文献詳細
原著
下咽頭がん術後に対する経直腸的甲状腺ホルモン補充療法例
著者: 南和彦1 大庭晋1 久場潔実1 松村聡子1 小柏靖直1 中平光彦1 菅澤正1
所属機関: 1埼玉医科大学国際医療センター頭頸部腫瘍科・耳鼻咽喉科
ページ範囲:P.179 - P.182
文献概要
甲状腺機能低下時のホルモン補充には,現在主にサイロキシン(T4)の合成剤であるレボチロキシンナトリウム水和物(チラージン® S)の経口内服投与が行われている。内服が処方どおりに正しくできれば機能低下症のコントロールは比較的容易であるが,本邦では甲状腺ホルモン製剤は経口薬しか製剤化されていない。このため,なんらかの理由で経口摂取,経管栄養管理が困難となった場合にはその代替法が必要となる。

課題:
上の抜粋テキストに記載されている著者の氏名をすべて挙げてください。

提供データ:
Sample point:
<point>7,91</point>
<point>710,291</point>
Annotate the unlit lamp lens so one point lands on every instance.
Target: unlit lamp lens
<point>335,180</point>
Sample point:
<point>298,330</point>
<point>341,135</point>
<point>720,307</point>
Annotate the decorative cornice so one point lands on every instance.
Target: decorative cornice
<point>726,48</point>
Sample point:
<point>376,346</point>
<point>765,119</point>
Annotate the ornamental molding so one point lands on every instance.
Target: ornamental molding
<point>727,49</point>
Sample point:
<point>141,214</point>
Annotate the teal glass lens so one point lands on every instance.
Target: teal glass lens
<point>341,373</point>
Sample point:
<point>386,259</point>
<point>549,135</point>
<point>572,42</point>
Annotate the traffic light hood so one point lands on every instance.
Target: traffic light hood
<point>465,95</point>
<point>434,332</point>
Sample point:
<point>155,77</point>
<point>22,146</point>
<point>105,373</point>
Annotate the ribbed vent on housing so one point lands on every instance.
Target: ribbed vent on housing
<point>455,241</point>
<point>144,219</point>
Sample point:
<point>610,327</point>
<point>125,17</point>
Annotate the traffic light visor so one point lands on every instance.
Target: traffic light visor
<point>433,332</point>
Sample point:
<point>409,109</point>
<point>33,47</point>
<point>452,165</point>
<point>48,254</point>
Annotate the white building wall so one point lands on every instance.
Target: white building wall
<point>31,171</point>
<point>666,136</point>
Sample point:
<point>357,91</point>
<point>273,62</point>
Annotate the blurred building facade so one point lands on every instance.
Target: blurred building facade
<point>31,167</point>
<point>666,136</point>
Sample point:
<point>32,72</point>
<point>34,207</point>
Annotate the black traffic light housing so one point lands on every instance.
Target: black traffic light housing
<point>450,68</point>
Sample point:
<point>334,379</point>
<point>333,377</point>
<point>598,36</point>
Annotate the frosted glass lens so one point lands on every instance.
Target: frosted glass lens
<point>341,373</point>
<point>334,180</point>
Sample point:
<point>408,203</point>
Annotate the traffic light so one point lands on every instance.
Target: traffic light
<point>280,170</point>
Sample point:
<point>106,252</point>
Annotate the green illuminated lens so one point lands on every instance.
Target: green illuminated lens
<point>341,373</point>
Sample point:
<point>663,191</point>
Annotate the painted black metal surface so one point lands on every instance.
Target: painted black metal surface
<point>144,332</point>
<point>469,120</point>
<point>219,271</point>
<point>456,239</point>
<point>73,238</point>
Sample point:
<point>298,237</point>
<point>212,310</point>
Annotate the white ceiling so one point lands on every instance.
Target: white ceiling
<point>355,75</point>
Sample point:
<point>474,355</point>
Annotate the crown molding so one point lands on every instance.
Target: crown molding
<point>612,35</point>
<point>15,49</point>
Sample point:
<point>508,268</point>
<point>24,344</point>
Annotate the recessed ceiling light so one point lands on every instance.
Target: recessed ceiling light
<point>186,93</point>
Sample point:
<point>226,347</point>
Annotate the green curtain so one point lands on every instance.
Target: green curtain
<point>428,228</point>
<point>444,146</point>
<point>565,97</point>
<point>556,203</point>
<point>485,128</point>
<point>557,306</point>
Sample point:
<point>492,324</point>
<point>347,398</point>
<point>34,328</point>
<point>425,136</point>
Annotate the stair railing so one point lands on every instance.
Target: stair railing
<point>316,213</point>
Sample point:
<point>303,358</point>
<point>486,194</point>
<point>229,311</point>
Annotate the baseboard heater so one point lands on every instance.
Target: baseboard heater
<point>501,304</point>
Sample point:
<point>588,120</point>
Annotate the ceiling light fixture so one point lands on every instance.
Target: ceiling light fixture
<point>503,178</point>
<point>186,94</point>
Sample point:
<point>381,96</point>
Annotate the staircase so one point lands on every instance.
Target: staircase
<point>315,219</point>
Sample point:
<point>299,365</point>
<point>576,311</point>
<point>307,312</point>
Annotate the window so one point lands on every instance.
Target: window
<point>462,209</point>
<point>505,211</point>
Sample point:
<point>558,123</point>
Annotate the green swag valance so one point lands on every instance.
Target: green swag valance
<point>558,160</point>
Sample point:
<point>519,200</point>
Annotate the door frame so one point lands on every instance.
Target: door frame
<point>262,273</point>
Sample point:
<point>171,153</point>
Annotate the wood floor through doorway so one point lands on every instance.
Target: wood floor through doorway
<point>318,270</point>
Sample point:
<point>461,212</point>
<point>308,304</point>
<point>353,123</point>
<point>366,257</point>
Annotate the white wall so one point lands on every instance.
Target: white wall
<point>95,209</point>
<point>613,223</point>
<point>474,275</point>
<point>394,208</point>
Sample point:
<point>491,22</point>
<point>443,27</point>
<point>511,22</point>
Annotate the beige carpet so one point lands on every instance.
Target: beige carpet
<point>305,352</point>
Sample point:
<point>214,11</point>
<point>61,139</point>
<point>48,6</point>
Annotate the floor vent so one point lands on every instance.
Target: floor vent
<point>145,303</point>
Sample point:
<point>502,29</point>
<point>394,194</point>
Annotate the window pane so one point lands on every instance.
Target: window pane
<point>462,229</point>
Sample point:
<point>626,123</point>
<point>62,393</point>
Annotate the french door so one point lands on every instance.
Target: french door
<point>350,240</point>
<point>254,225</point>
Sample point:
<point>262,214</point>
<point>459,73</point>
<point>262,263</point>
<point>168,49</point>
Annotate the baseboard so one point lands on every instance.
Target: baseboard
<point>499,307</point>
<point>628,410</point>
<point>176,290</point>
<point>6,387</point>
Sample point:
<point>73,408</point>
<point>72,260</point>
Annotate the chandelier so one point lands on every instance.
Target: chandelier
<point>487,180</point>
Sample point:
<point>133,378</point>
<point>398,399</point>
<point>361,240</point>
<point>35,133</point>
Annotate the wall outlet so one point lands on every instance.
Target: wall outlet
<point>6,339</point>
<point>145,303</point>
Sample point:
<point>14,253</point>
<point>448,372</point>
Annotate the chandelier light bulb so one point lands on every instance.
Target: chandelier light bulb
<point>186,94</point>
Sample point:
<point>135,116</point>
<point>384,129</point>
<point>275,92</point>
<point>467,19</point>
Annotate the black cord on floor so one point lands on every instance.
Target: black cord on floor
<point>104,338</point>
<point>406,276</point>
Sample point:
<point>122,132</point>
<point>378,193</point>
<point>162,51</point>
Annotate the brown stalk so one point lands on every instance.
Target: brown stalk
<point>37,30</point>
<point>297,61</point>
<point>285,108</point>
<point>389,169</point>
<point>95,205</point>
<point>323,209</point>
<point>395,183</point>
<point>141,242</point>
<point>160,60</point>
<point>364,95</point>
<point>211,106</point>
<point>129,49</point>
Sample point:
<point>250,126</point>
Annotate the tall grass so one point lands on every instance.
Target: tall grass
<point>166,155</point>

解答:
著者は南和彦、大庭晋、久場潔実、松村聡子、小柏靖直、中平光彦、菅澤正の7名です。